→ WHAT THIS TASK INVOLVES: All lines from the entries below that contain the string "target" should be copied out.

→ RECORDS SUPPLIED:

- Opening Delimiter -

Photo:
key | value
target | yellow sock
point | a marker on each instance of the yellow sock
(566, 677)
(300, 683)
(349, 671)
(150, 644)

- Closing Delimiter -
- Opening Delimiter -

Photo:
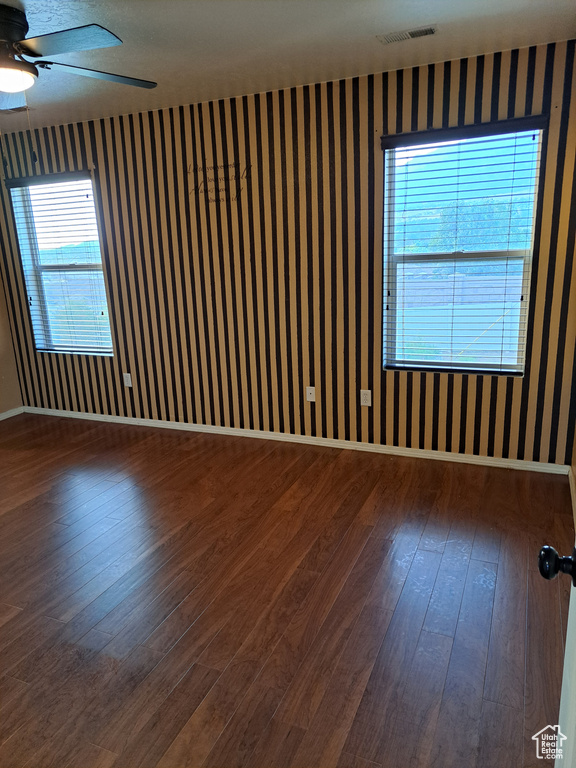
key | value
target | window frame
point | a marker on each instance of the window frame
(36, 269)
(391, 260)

- Closing Delimiter -

→ WRITTEN RESPONSE:
target | yellow sock
target | window frame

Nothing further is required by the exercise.